--- Text Enclosed Below ---
Kelvin Smith Library
Along with issues of bias, citation, and authorship, the models used to create AI engage in scraping materials off of the internet, sometimes without the explicit consent of content creators. This is particularly prominent in the arts and literature fields, and it is important to weigh and consider the ethics involved in these collection processes before utilizing AI tools or incorporating its outputs into your own work.
Courts have begun to hear cases that will determine which parties are liable for AI-induced copyright infringement. This field is quickly developing, and copyright issue should be considered along with weighing the ability to defend your work. Thinking of copyright issues in terms of Fair Use can be useful, as copyrighted material can be used at this time as training data for Generative AI models. However, be aware of the previously-mentioned court cases and that there may be restrictions on using library-licensed content as compared to open source content when using training data.
At this time, there is a loose understanding that AI generated materials are not protected by copyright law because copyrightable materials are human rather than creative outputs formed by machines.
--- End of Enclosed Text ---
--- Data listing Enclosed Below ---
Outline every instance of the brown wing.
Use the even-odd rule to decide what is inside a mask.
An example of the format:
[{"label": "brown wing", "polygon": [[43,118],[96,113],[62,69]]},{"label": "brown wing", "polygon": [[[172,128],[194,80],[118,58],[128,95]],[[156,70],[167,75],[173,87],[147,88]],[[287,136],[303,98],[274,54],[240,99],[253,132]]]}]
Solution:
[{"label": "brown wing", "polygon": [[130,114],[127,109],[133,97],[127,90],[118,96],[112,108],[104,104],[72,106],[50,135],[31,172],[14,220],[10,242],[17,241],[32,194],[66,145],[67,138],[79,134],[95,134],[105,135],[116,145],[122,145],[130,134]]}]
--- End of Enclosed Data listing ---
# [Your task]
Carry on the guide on AI and copyright past its final sentence. The rows come from a separate source.

# [Task answer]
What does this mean for you as a researcher? Be sure to use the university’s provided Microsoft CoPilot platform since the data you enter will not be incorporated into LLM training materials unlike other AI platforms such as Chat GPT. If using Chat GPT or another platform, avoid feeding it copyrighted materials as prompt material unless you have the correct permissions from an author and potentially the author’s publisher as well.
Publishers currently approach data scraping for LLMs in different ways. Some do not allow it, and the CWRU libraries’ publisher licenses depend on following correct protocols provided by individual vendors. When in doubt, contact the library’s Scholarly Communications staff or your area’s liaison librarian who can connect you with the correct staff members to advise you on your project and which platform to engage with.